----- DOCUMENT PASSAGE
Film & TV

Godzilla: King of the Monsters Reflects Our Moment

A scene from Godzilla: King of the Monsters (Daniel McFadden/Warner Bros. Pictures)
He and his monster friends are like Green New Deal believers, except less scary

The Godzilla saga began 35 movies ago in a cloud of Japanese panic about the dangerous ramifications of a nuclear-powered age. Now he’s bringing a message fitting for 2019: He’s a rip-roaring, city-smashing, fire-breathing embodiment of the Green New Deal.

We’ve come full circle on the nuclear issue: Nuclear power, in Godzilla: King of the Monsters, is a benevolent tool that’s deployed several times to save lives, with minimal side effects. I was particularly amused by the scene in which a submarine gets blasted straight out of the sea and into the air by a nuclear explosion, and after it hits the water again no one aboard does so much as ask for an Advil. “You all right?” asks hero scientist Mark (Kyle Chandler). Everybody’s all right. The ship just happened to be adjacent to the detonation site of a nuclear torpedo, nobody got their hair mussed or anything.

Not that Godzilla: King of the Monsters is asking to be taken seriously, though. To rephrase an observation attributed to Joe Stalin, one death may be a tragedy but hundreds of thousands of deaths are merely a blockbuster. There is no Christopher Nolan–level thematic ambition here, nor does director Michael Dougherty take care to make you feel for the characters the way the director of a Marvel movie would. We’re all here for destruction porn, and that’s it. Dougherty’s team of screenwriters might as well have named their human creations Stock Characters 1 through 8. There is nobody present whom you would be upset to see get flame-broiled by a 165-foot lizard. Even when the dramatic music swells and we’re meant to understand that an impossibly noble sacrifice is being made for the good of humanity, the expected response is to shrug and continue munching popcorn. Sample dialogue:

“My God!”

“—zilla!”

Dealing with a fearsome three-headed dragon-hydra called Ghidora, the cast wonder, “What about Moe, Larry, and Curly?” Hard to get too worked up about a Three Stooges apocalypse. The movie is so thin that the main human villain barely gets a chance to open his mouth in two hours and eleven minutes.
----------
----- DATASET EXTRACT
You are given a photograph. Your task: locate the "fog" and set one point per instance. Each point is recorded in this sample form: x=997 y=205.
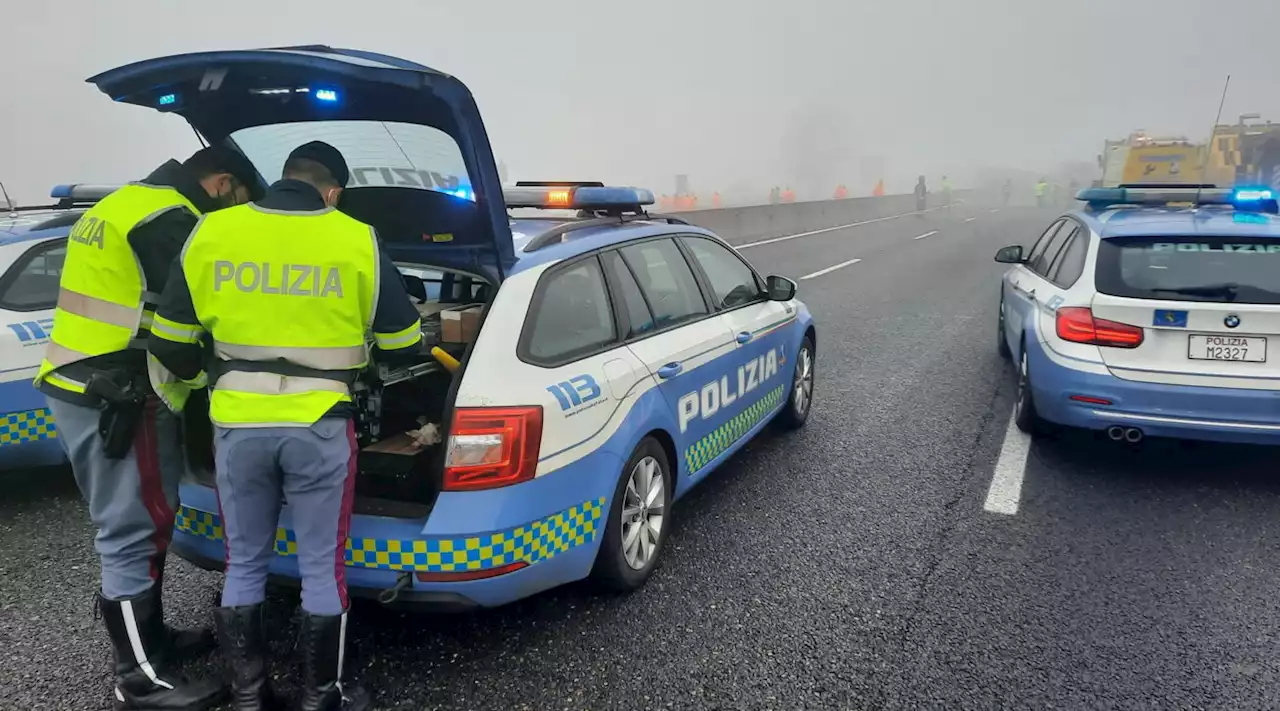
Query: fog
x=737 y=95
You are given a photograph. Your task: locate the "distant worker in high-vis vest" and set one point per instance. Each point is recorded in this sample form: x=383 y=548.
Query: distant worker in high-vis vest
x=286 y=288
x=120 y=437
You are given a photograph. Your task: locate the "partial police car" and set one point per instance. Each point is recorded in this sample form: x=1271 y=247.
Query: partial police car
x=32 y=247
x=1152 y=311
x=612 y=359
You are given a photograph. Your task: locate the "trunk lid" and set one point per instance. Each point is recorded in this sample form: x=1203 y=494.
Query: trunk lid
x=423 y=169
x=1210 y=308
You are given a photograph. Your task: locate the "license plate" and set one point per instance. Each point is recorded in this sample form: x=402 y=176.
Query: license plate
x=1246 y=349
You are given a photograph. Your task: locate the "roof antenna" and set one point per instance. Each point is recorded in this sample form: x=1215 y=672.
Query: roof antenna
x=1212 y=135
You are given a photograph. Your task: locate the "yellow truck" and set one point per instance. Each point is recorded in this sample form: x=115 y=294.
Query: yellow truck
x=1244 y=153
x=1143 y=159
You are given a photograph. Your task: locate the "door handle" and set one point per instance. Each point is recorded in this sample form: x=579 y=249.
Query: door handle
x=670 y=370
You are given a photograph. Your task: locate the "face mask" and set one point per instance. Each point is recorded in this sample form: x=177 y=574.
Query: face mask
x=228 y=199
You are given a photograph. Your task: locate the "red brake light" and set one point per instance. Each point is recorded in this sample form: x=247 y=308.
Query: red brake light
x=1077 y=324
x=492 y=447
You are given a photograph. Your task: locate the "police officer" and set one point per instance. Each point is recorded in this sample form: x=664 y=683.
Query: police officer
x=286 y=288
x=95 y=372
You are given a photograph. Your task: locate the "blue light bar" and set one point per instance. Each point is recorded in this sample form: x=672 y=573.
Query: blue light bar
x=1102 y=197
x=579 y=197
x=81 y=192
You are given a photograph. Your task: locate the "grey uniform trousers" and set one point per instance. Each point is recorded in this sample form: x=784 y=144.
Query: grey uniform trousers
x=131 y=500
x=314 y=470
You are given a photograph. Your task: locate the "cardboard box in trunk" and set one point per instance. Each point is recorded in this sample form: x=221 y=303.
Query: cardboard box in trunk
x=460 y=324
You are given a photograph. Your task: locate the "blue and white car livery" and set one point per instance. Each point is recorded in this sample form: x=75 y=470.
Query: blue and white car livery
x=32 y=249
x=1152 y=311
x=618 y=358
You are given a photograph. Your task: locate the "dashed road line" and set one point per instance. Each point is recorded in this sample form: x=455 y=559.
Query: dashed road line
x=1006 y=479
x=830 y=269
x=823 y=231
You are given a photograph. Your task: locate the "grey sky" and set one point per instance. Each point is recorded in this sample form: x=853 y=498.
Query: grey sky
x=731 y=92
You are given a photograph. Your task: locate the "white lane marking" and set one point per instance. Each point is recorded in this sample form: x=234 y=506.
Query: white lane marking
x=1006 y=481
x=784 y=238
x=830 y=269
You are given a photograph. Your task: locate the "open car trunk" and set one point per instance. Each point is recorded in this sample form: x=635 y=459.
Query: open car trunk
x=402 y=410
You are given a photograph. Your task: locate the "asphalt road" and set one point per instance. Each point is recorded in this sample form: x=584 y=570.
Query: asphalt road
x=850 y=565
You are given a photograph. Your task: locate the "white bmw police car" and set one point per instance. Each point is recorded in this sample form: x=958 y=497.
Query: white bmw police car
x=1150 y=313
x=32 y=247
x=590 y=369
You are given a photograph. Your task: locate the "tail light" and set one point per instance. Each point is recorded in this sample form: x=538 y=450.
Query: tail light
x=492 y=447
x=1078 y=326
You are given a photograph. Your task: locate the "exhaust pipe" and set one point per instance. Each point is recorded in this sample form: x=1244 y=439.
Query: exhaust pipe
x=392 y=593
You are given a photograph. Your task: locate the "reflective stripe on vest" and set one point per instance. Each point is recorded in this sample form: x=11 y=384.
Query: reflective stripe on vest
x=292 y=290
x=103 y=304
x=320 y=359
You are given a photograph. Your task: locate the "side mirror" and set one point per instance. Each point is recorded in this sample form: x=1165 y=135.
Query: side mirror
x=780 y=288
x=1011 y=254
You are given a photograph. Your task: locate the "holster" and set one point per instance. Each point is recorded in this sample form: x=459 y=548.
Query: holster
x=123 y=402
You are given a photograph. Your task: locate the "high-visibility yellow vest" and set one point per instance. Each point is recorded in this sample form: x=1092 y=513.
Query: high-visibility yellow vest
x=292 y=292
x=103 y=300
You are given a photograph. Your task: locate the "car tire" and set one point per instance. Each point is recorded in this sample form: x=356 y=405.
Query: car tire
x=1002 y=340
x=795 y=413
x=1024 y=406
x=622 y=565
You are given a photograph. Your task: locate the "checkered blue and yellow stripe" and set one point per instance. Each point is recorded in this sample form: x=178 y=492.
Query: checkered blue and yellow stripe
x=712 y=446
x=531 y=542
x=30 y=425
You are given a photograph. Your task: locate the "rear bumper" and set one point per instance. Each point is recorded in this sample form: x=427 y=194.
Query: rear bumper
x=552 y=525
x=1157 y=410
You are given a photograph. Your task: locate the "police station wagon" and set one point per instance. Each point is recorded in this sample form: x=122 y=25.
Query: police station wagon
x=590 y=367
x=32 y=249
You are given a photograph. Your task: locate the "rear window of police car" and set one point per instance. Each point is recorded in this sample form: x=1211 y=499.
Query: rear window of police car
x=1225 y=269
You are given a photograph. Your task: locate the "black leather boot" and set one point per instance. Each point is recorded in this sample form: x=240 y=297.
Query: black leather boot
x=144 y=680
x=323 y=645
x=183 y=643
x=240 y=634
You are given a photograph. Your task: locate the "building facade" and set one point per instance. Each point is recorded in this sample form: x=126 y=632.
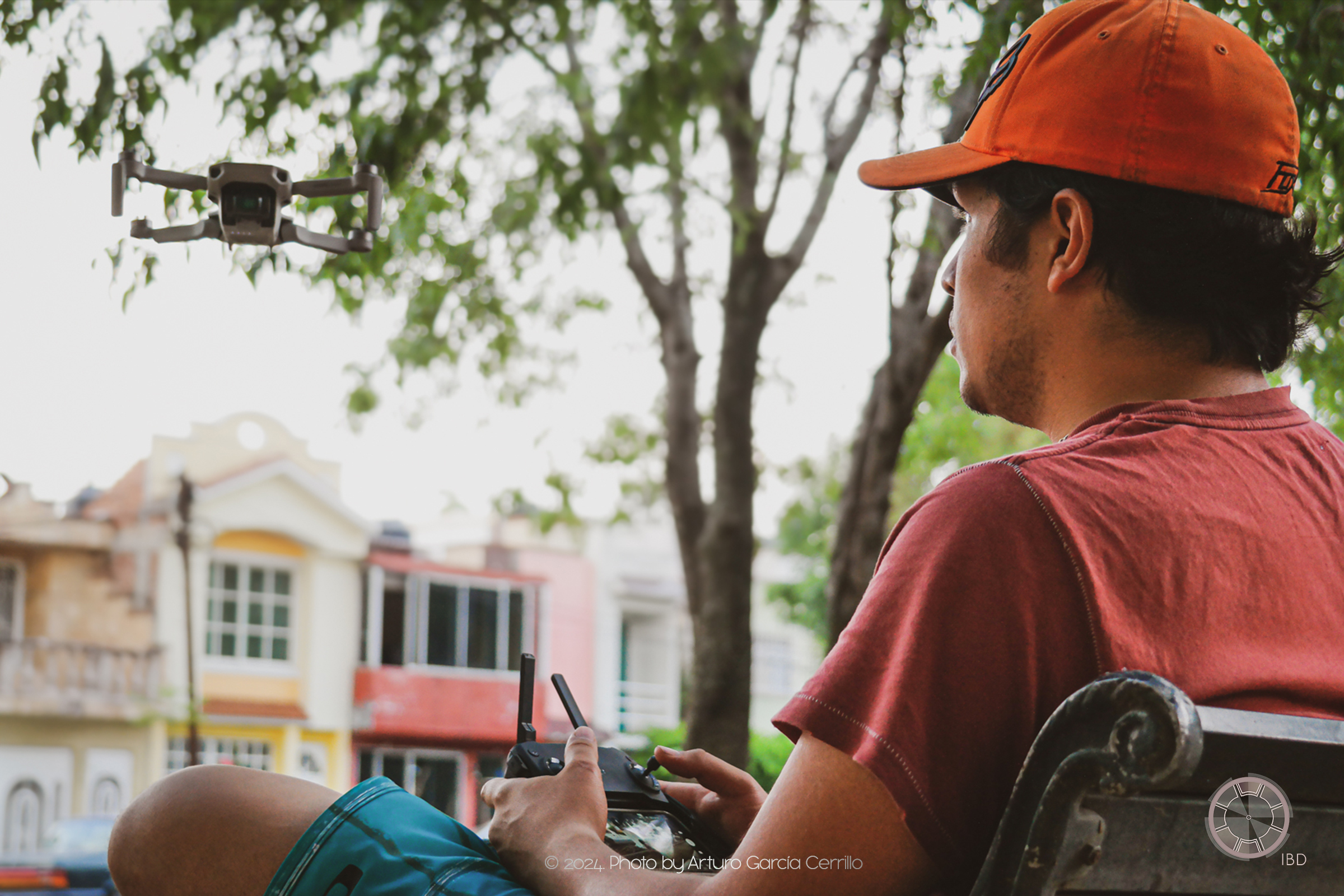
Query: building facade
----------
▸ **TASK DESCRIPTION**: Reproduce the part of the Godzilla review starting with "We’ve come full" and going on through "mussed or anything.".

▸ **RESPONSE**:
We’ve come full circle on the nuclear issue: Nuclear power, in Godzilla: King of the Monsters, is a benevolent tool that’s deployed several times to save lives, with minimal side effects. I was particularly amused by the scene in which a submarine gets blasted straight out of the sea and into the air by a nuclear explosion, and after it hits the water again no one aboard does so much as ask for an Advil. “You all right?” asks hero scientist Mark (Kyle Chandler). Everybody’s all right. The ship just happened to be adjacent to the detonation site of a nuclear torpedo, nobody got their hair mussed or anything.